* [Listed entries]:
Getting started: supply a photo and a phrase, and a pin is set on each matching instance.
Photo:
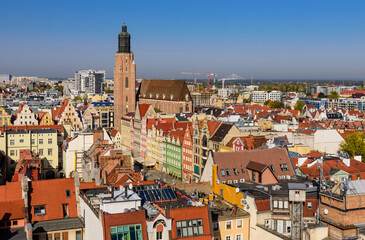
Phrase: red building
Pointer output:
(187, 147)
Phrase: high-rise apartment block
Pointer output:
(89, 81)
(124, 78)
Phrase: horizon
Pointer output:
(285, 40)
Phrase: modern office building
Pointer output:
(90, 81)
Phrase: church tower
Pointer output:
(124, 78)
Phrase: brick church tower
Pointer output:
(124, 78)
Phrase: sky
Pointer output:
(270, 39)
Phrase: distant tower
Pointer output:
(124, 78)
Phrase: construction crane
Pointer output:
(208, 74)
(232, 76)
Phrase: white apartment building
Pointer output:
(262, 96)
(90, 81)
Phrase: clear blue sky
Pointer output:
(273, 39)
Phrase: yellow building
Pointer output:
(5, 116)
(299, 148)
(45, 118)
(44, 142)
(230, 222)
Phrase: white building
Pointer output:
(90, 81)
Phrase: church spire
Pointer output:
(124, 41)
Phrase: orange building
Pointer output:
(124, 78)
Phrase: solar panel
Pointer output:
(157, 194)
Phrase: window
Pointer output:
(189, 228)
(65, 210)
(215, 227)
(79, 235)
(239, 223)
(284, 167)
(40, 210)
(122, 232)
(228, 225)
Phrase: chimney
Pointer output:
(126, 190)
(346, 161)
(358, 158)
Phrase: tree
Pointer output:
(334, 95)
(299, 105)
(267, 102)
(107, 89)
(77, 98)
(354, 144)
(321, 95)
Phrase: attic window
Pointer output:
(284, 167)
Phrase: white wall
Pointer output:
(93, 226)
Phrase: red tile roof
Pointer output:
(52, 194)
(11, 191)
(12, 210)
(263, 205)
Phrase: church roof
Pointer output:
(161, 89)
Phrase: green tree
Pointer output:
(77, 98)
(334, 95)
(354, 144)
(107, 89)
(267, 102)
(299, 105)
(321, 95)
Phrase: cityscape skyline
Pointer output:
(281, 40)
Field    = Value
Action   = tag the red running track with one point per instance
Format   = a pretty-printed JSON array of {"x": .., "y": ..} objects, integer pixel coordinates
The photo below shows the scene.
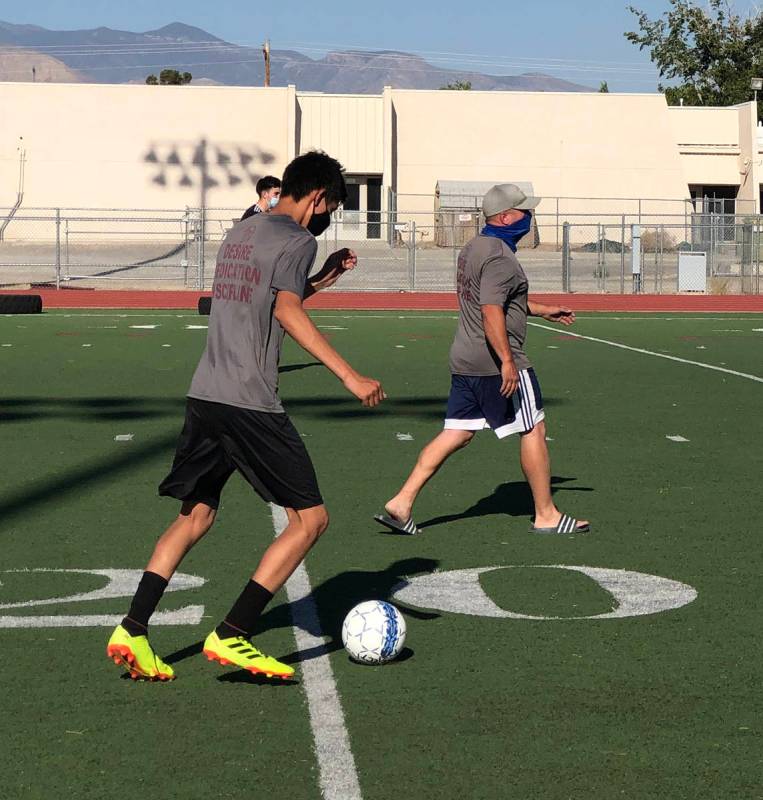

---

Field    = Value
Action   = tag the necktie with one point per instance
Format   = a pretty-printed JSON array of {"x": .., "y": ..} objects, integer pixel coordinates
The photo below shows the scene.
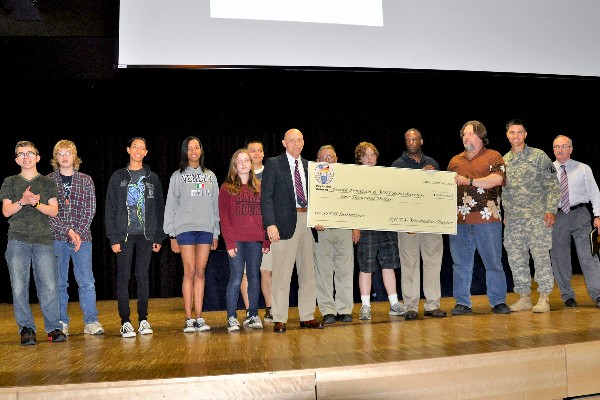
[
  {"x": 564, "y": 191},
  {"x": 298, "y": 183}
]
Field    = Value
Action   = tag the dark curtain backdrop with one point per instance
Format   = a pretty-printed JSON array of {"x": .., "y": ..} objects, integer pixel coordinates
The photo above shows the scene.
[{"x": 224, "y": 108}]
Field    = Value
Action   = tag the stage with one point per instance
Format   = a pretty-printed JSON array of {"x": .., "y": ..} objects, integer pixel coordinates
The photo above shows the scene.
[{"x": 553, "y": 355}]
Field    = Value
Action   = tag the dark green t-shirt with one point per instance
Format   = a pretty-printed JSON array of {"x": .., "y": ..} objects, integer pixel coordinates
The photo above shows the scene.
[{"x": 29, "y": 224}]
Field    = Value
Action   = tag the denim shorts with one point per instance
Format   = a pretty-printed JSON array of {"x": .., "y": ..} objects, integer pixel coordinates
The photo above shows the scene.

* * *

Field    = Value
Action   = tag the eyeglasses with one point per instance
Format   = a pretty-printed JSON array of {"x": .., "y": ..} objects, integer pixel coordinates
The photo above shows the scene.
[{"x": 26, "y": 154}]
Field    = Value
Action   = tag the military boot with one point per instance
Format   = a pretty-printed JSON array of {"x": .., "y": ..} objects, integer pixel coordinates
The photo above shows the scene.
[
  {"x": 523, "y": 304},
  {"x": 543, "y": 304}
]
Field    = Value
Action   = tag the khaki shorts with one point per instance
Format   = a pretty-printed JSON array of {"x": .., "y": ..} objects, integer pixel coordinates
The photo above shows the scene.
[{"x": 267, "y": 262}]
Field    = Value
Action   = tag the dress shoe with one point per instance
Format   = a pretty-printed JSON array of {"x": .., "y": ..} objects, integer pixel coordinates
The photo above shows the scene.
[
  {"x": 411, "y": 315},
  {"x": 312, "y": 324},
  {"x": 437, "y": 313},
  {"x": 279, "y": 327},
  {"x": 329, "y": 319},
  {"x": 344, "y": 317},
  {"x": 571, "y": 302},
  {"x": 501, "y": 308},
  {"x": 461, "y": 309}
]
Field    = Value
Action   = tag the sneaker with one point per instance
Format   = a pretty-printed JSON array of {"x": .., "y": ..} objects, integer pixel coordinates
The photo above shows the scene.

* [Exercise]: Every line of the listing that includes "roof" must be shown.

* [Written answer]:
Phrase: red tile roof
Phrase: church roof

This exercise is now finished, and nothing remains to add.